* TASK BRIEF:
Could you reproduce the entries exactly, omitting every picture?

* SOURCE MATERIAL:

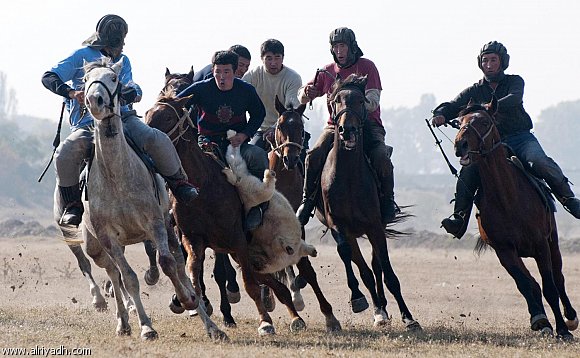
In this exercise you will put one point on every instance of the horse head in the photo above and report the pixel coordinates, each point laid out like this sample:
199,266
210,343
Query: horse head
102,88
170,116
478,135
289,134
177,81
348,110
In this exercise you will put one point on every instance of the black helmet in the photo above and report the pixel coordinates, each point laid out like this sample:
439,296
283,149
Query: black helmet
346,36
497,48
110,32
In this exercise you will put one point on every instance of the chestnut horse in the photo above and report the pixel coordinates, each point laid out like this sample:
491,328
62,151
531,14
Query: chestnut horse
515,220
214,220
349,204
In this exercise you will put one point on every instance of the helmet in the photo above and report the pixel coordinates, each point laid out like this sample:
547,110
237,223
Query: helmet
497,48
346,36
110,32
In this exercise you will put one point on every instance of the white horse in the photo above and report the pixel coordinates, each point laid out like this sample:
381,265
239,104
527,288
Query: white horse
128,205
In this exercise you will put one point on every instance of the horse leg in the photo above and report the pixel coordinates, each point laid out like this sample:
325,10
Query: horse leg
283,295
99,301
307,272
253,289
152,274
528,287
131,282
569,311
550,290
380,315
295,284
103,260
219,274
182,282
392,281
233,290
358,301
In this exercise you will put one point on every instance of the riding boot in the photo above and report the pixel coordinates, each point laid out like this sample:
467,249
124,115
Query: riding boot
256,216
182,190
72,212
467,184
566,196
304,212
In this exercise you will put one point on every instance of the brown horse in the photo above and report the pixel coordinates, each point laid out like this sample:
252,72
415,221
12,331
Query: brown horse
215,219
284,155
349,204
515,221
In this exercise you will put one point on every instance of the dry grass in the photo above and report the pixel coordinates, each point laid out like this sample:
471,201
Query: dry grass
468,306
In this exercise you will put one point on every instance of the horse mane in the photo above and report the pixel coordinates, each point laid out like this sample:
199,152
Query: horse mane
102,62
352,81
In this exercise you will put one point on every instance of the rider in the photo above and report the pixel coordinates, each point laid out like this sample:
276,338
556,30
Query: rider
223,102
273,79
244,59
348,60
514,126
107,41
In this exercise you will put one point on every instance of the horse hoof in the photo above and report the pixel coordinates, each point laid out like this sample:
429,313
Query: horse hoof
208,309
268,299
230,323
233,296
412,326
297,325
381,319
298,301
219,336
152,276
358,305
266,329
148,334
108,289
546,332
565,336
332,324
539,321
572,324
299,282
100,306
175,305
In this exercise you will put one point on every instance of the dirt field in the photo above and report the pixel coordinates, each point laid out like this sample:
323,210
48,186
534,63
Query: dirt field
468,306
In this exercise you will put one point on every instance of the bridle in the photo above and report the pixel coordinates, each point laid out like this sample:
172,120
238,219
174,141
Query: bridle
482,137
277,146
361,116
181,126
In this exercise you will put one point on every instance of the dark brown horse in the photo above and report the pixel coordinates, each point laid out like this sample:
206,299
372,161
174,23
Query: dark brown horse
215,219
349,204
223,269
515,221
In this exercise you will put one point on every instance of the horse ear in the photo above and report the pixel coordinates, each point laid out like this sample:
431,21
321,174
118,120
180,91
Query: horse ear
492,106
117,66
279,106
301,108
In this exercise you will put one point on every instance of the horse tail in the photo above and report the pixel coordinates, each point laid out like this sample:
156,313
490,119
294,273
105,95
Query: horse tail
480,246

* EXERCISE SOLUTION:
In this exercise you will put one point on every instance of the horse head in the photo above and report the pixel coordinates, each point laid out like this sample:
199,266
210,343
Query: horse head
102,88
170,116
478,135
289,134
177,81
348,110
In this exercise you will put one point on every instance of the black helmet in the photo above and report the pixel coordinates, each point laid out like this sample:
439,296
283,149
Query: black helmet
346,36
497,48
110,32
In this exercise you will put one point on every instance of the chestnut horse in the photo above and report the pixel coordinates, each point laid out like this sample:
491,328
62,151
531,14
Query: chestnut horse
515,220
214,220
349,204
In this exercise you will put one point on every instance of the helmet in the photo above and report the pixel coordinates, each point laid out like this sample:
547,110
237,223
Query: helmet
497,48
346,36
110,32
In this exercise you will put one point on every instance of the white horse in the photo above and report the pixel coordinates, each point laid out like this sample:
381,265
239,104
527,288
Query: white horse
128,205
In this exercise you will put one point on every instance of the horse leg in the photo above and report the pixel coordinates, each point laid out like this sample:
325,10
Query: horse leg
283,295
99,301
307,272
253,289
152,274
528,287
131,282
569,311
550,290
380,315
295,284
103,260
219,274
182,282
392,281
233,290
358,301
In this exercise you will put one point on every instance of the riding boot in the photo above and report the pixel coordinates, each point laid out like this sample:
467,249
124,115
Query: riding boot
256,216
182,190
72,212
467,184
566,196
304,212
In this exercise you will put one point on every instance of the brown horse in the photo above and report the pixel coordinates, each point laid out like this sample:
252,72
415,221
12,331
Query: brown horse
215,219
284,155
349,204
515,221
In this exercise you will put one point on every instance of the dry grass in the photo above and report the pixel coordinates, each point laid out like this sample:
471,201
Query: dry grass
468,306
In this exercise you will put one point on every instance of the horse mane in the photo above and report the pixel coordinates, each point laid out like this sample:
199,152
Query: horse mane
102,62
352,81
In this exercise you will put one point on every instance of the rider in the photo above and report the pixel coordinates, each point laid out like this sample:
276,338
556,30
Query: rider
223,102
273,79
244,59
348,60
514,126
107,41
In this exercise you will put one point on every instance of the horse hoof in the photo above and report the pixel coordinates, each point laid out like this sample:
429,313
Query: horse hoof
208,309
268,299
230,323
233,296
412,326
297,325
381,319
298,301
219,336
152,276
358,305
266,329
148,334
108,289
546,332
565,336
332,324
539,321
572,324
299,282
100,306
175,305
In this exercise you will put one point on every instance of the dirt field in the photo above and report the pixel coordinates, each point laid out like this sample:
323,210
48,186
534,63
Query: dirt field
468,306
In this exercise you will put one point on every instance of the bridle in the photo above and report the pixel coordinates, each point laid out like this sample:
172,120
238,219
174,141
Query: bridle
482,137
277,146
361,116
181,126
In this exercise you will put one point on every instance of the dark brown horse in the photo above and report the pixel coordinates, each point laid out like this sample:
206,299
372,161
174,23
Query: dark brown horse
215,219
349,204
223,269
515,221
In this exercise you will put one point on every instance of the horse ear in the photo above and report the pixel coordinates, each point laid out like this sample:
431,21
321,174
118,120
180,91
Query: horse ear
492,106
117,66
279,106
301,108
In this exercise you will put one point on every instance of the horse tail in the photo above and report the pixel coordinates, each point laid out like this sample:
156,313
490,119
294,273
105,95
Query: horse tail
480,246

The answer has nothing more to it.